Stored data

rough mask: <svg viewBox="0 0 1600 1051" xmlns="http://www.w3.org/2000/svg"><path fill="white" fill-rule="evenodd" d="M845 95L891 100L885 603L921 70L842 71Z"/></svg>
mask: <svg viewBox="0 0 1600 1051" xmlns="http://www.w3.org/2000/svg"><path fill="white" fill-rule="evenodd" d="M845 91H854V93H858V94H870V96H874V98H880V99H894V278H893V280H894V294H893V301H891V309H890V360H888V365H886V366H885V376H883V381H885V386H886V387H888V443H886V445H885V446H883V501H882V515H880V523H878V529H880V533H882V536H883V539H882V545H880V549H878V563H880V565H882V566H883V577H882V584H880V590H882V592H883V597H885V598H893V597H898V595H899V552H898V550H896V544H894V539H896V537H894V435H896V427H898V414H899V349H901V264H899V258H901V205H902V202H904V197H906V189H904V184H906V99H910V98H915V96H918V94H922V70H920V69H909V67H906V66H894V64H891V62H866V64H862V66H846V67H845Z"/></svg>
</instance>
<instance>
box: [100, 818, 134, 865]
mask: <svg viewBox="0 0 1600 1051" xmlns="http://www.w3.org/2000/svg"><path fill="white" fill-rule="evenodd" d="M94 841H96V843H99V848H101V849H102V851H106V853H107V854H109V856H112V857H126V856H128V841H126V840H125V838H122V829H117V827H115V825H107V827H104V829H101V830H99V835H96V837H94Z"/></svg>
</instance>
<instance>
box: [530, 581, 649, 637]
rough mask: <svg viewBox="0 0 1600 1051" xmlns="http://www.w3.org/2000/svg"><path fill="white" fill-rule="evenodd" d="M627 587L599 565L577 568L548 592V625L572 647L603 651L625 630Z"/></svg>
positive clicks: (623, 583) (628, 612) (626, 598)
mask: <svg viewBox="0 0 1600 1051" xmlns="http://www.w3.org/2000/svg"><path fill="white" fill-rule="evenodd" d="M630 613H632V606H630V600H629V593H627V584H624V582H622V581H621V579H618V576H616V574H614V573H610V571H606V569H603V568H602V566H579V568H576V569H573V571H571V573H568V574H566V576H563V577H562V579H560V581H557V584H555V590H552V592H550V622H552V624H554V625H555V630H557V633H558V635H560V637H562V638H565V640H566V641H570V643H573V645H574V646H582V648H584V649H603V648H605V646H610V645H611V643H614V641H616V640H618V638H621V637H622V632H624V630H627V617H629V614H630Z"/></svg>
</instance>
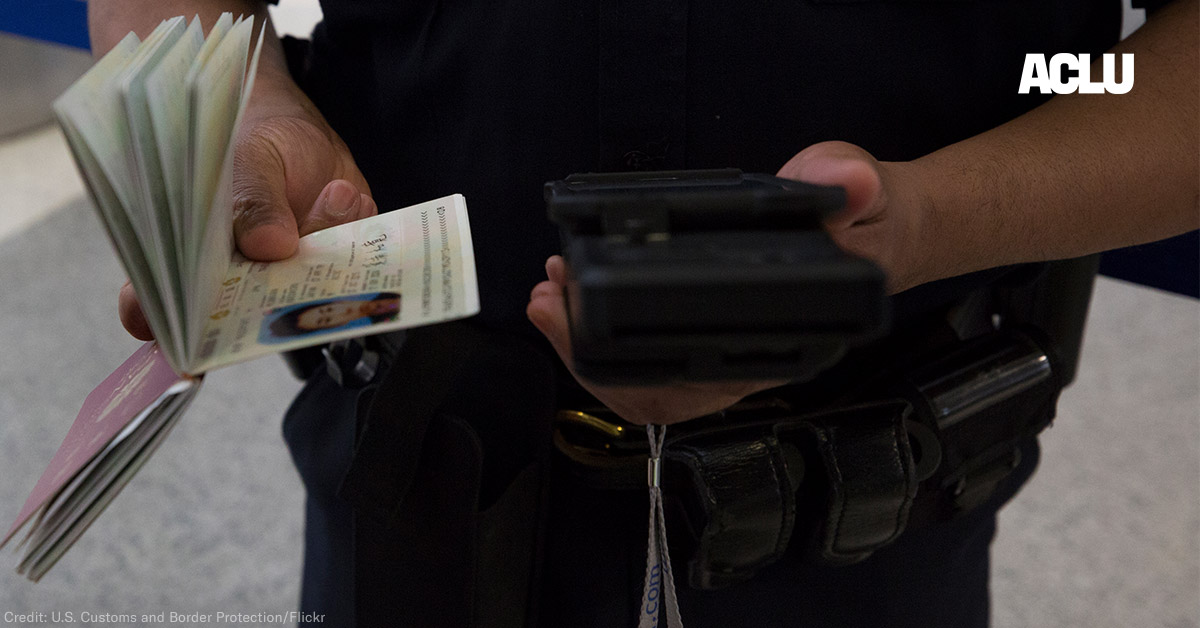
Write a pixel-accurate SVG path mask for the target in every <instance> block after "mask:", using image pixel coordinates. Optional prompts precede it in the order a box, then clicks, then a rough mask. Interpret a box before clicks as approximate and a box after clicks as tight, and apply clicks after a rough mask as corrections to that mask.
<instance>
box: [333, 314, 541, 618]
mask: <svg viewBox="0 0 1200 628" xmlns="http://www.w3.org/2000/svg"><path fill="white" fill-rule="evenodd" d="M394 364H396V365H397V366H394V367H392V369H391V370H390V371H389V372H388V373H386V375H385V376H384V377H383V378H382V381H380V382H379V384H378V388H377V390H376V393H374V397H373V400H372V401H371V403H370V406H368V407H367V408H366V411H365V412H362V413H361V415H360V421H359V438H358V447H356V450H355V455H354V460H353V462H352V466H350V468H349V471H348V472H347V474H346V477H344V479H343V482H342V486H341V490H340V496H341V497H342V498H343V500H346V501H348V502H349V503H350V504H353V506H354V508H355V538H354V546H355V550H354V551H355V569H354V570H355V587H354V588H355V620H356V623H358V624H360V626H439V627H446V628H460V627H461V628H468V627H497V628H508V627H512V628H516V627H522V626H526V621H527V616H528V614H529V611H530V606H532V600H533V597H532V592H533V588H534V586H535V582H536V569H535V567H536V561H535V560H534V557H535V556H536V554H538V548H539V544H540V520H541V515H540V513H541V512H542V509H544V501H545V490H546V484H545V479H546V473H545V469H546V454H547V451H548V447H547V443H548V442H550V437H548V430H550V419H551V415H552V413H553V403H554V394H553V390H554V371H553V367H552V363H551V361H550V359H548V358H547V357H545V355H544V354H542V353H540V352H538V351H536V349H534V348H533V347H532V346H529V345H527V343H526V342H524V341H521V340H517V339H514V337H511V336H496V335H490V334H486V333H484V331H480V330H478V329H476V328H473V327H470V325H468V324H463V323H450V324H445V325H436V327H432V328H426V329H419V330H414V331H410V333H409V336H408V339H407V341H406V342H404V345H403V346H402V347H401V348H400V352H398V353H397V355H396V358H395V361H394ZM416 365H419V367H418V366H416Z"/></svg>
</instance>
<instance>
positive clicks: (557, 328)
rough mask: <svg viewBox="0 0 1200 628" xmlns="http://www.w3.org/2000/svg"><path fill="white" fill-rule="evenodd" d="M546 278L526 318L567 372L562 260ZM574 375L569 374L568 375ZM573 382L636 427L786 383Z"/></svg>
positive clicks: (662, 420) (532, 295) (731, 404)
mask: <svg viewBox="0 0 1200 628" xmlns="http://www.w3.org/2000/svg"><path fill="white" fill-rule="evenodd" d="M546 277H547V281H542V282H541V283H539V285H536V286H535V287H534V288H533V293H532V294H530V295H529V305H528V306H527V307H526V315H527V316H528V317H529V321H532V322H533V324H534V325H535V327H536V328H538V329H540V330H541V333H542V334H545V335H546V337H547V339H548V340H550V343H551V345H553V346H554V351H557V352H558V357H559V358H562V359H563V361H564V363H565V364H566V366H568V367H570V366H571V365H572V364H574V363H572V361H571V337H570V331H569V330H568V322H566V303H565V300H564V299H563V288H564V287H565V286H566V269H565V267H564V265H563V258H562V257H559V256H554V257H551V258H550V259H547V261H546ZM572 372H574V371H572ZM575 378H576V379H578V381H580V383H581V384H583V388H587V389H588V391H589V393H592V394H593V395H595V397H596V399H599V400H600V401H601V402H604V405H605V406H608V408H610V409H612V411H613V412H616V413H617V414H618V415H620V417H622V418H623V419H625V420H628V421H630V423H635V424H638V425H646V424H649V423H655V424H660V425H666V424H671V423H679V421H684V420H688V419H695V418H696V417H702V415H704V414H710V413H713V412H718V411H721V409H725V408H727V407H730V406H732V405H733V403H737V402H738V401H740V400H742V397H744V396H746V395H749V394H752V393H757V391H760V390H766V389H768V388H775V387H778V385H782V384H784V383H786V382H714V383H709V382H706V383H694V382H680V383H677V384H670V385H662V387H617V385H600V384H596V383H593V382H589V381H587V379H584V378H582V377H580V376H577V375H576V376H575Z"/></svg>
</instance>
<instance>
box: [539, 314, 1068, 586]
mask: <svg viewBox="0 0 1200 628" xmlns="http://www.w3.org/2000/svg"><path fill="white" fill-rule="evenodd" d="M1032 333H1033V331H1032V330H1031V331H1030V333H1028V334H1027V333H1022V331H1020V330H1015V329H1013V330H1003V331H995V333H990V334H985V335H982V336H979V337H976V339H972V340H971V341H965V342H962V341H960V342H954V343H950V345H948V346H946V347H943V348H941V349H937V351H932V352H928V353H925V354H923V355H922V358H920V360H919V361H913V363H906V364H901V365H900V367H899V369H887V370H884V371H883V372H881V373H877V375H876V376H874V377H871V378H869V379H870V381H871V383H870V385H869V387H868V388H866V389H862V390H858V391H857V393H856V394H854V395H853V396H852V399H854V400H857V401H851V400H848V399H841V400H833V401H830V402H828V403H827V405H823V406H822V407H817V408H814V409H809V411H808V412H798V411H797V408H802V407H804V406H803V405H802V400H799V399H788V393H790V391H788V390H787V389H780V390H776V391H773V395H774V396H772V397H758V399H755V400H752V401H748V402H743V403H739V405H737V406H734V407H733V408H730V409H727V411H725V412H722V413H719V414H715V415H712V417H706V418H701V419H696V420H694V421H688V423H684V424H679V425H676V426H672V427H670V429H668V430H667V442H666V445H665V449H664V460H665V469H664V480H662V482H664V497H665V501H666V504H667V509H668V513H667V526H668V537H670V538H671V542H672V552H673V554H674V555H676V556H677V557H679V558H684V560H686V563H688V582H689V585H691V586H692V587H695V588H719V587H724V586H727V585H732V584H737V582H742V581H745V580H749V579H750V578H752V576H754V575H755V574H756V573H757V572H758V570H760V569H762V568H764V567H767V566H769V564H772V563H774V562H776V561H779V560H781V558H784V557H785V555H786V556H790V557H791V558H793V560H799V561H804V562H810V563H822V564H848V563H854V562H858V561H862V560H865V558H866V557H869V556H870V555H871V554H872V552H875V551H876V550H878V549H881V548H883V546H887V545H888V544H890V543H892V542H894V540H895V539H896V538H898V537H899V536H900V534H901V533H902V532H904V531H905V530H907V528H911V527H913V526H924V525H928V524H930V522H934V521H943V520H948V519H952V518H954V516H958V515H960V514H962V513H966V512H968V510H971V509H973V508H974V507H977V506H978V504H980V503H983V502H984V501H986V500H988V498H989V497H990V496H991V495H992V494H994V492H995V490H996V488H997V486H998V485H1000V484H1001V482H1002V480H1003V479H1004V478H1006V477H1008V474H1009V473H1010V472H1012V471H1013V469H1014V468H1015V467H1016V465H1018V463H1019V462H1020V451H1021V447H1020V445H1021V443H1022V442H1024V441H1026V439H1027V438H1030V437H1032V436H1033V435H1036V433H1038V432H1039V431H1040V430H1042V429H1044V427H1045V426H1046V425H1048V424H1049V423H1050V420H1051V419H1052V418H1054V412H1055V401H1056V400H1057V395H1058V391H1060V390H1061V387H1062V378H1061V377H1060V376H1058V373H1057V372H1056V371H1055V370H1054V369H1052V367H1051V360H1050V357H1049V355H1048V353H1046V351H1045V349H1043V348H1042V343H1039V342H1037V341H1034V340H1033V339H1032V337H1031V335H1030V334H1032ZM576 414H580V413H569V412H566V413H564V412H560V413H559V425H558V429H557V430H556V435H554V442H556V448H557V450H558V451H559V453H560V454H562V455H564V456H565V457H566V459H568V460H569V461H570V465H569V468H571V469H572V471H574V472H575V473H577V474H578V476H580V478H581V479H582V480H583V482H584V483H587V484H589V485H592V486H595V488H601V489H618V490H632V489H637V490H644V488H646V477H644V465H646V455H647V447H646V442H644V439H642V438H640V437H638V436H640V435H637V436H635V433H634V432H636V430H629V429H624V430H623V432H630V433H629V436H619V437H616V438H613V437H612V435H611V433H610V435H605V433H600V430H602V429H604V427H602V425H600V426H598V425H595V424H592V425H589V421H588V420H582V419H581V418H580V417H576ZM590 419H596V417H590ZM600 423H602V424H605V425H607V424H606V423H605V421H600Z"/></svg>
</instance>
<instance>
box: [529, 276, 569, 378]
mask: <svg viewBox="0 0 1200 628" xmlns="http://www.w3.org/2000/svg"><path fill="white" fill-rule="evenodd" d="M526 316H527V317H529V322H530V323H533V324H534V327H536V328H538V329H539V330H540V331H541V333H542V335H545V336H546V340H548V341H550V343H551V346H553V347H554V351H556V352H557V353H558V357H559V358H562V359H563V361H564V363H565V364H568V365H570V364H571V335H570V331H569V328H568V323H566V300H565V299H564V298H563V286H562V285H560V283H558V282H556V281H550V280H547V281H542V282H541V283H539V285H536V286H534V288H533V292H532V293H530V294H529V305H527V306H526Z"/></svg>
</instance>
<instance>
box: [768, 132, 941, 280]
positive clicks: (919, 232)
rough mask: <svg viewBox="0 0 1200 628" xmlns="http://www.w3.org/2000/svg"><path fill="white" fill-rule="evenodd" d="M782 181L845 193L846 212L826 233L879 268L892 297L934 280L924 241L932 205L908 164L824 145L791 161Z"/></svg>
mask: <svg viewBox="0 0 1200 628" xmlns="http://www.w3.org/2000/svg"><path fill="white" fill-rule="evenodd" d="M779 175H780V177H784V178H787V179H796V180H800V181H808V183H812V184H822V185H840V186H842V187H845V189H846V208H845V209H844V210H842V211H840V213H838V214H836V215H835V216H833V217H832V219H830V220H828V221H827V222H826V228H827V229H828V231H829V235H830V237H832V238H833V239H834V241H835V243H836V244H838V246H840V247H841V249H842V250H845V251H848V252H851V253H854V255H857V256H859V257H865V258H868V259H871V261H874V262H875V263H877V264H878V265H880V267H881V268H882V269H883V271H884V273H886V274H887V276H888V289H889V292H893V293H896V292H901V291H905V289H908V288H911V287H913V286H917V285H919V283H924V282H925V281H929V280H930V279H934V277H932V276H930V275H929V270H928V269H925V268H923V265H924V264H923V262H924V261H925V259H926V257H925V256H923V255H922V252H923V249H924V247H925V246H926V244H925V243H923V241H922V238H920V237H922V235H923V233H924V223H925V220H926V219H925V216H926V215H928V214H929V211H928V205H929V202H928V197H926V196H925V195H924V193H923V189H922V184H920V183H919V181H920V179H919V178H918V177H916V174H914V173H911V172H910V166H908V163H905V162H880V161H877V160H876V159H875V157H872V156H871V155H870V154H869V152H866V151H865V150H863V149H860V148H858V146H856V145H853V144H847V143H845V142H822V143H820V144H814V145H811V146H809V148H806V149H804V150H802V151H800V152H799V154H798V155H796V156H794V157H792V159H791V160H790V161H788V162H787V163H786V165H784V167H782V168H781V169H780V171H779Z"/></svg>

## TRY IT
Copy every line of the data above that contains the word "rough", and treat uppercase and lowercase letters as different.

## WRITTEN REPLY
rough mask: <svg viewBox="0 0 1600 1051" xmlns="http://www.w3.org/2000/svg"><path fill="white" fill-rule="evenodd" d="M845 95L891 100L885 603L921 70L842 71Z"/></svg>
rough mask: <svg viewBox="0 0 1600 1051" xmlns="http://www.w3.org/2000/svg"><path fill="white" fill-rule="evenodd" d="M627 587L599 565L577 568L548 592V625L572 647L603 651L625 630Z"/></svg>
Write a pixel-accurate SVG path mask for the target in every <instance> block after "mask:", using image pixel coordinates. Optional prompts precede it in the order a box, then clicks, then a rough mask. Interpret a box before clicks as approximate and a box after clicks as tight, and apply clicks after a rough mask as corrections to that mask.
rough mask: <svg viewBox="0 0 1200 628" xmlns="http://www.w3.org/2000/svg"><path fill="white" fill-rule="evenodd" d="M546 278L526 318L567 372L562 260ZM574 375L569 374L568 375ZM573 382L636 427L786 383Z"/></svg>
rough mask: <svg viewBox="0 0 1200 628" xmlns="http://www.w3.org/2000/svg"><path fill="white" fill-rule="evenodd" d="M782 181L845 193L846 212L826 233L879 268L892 297L934 280L924 241L932 205L908 164L824 145L791 161Z"/></svg>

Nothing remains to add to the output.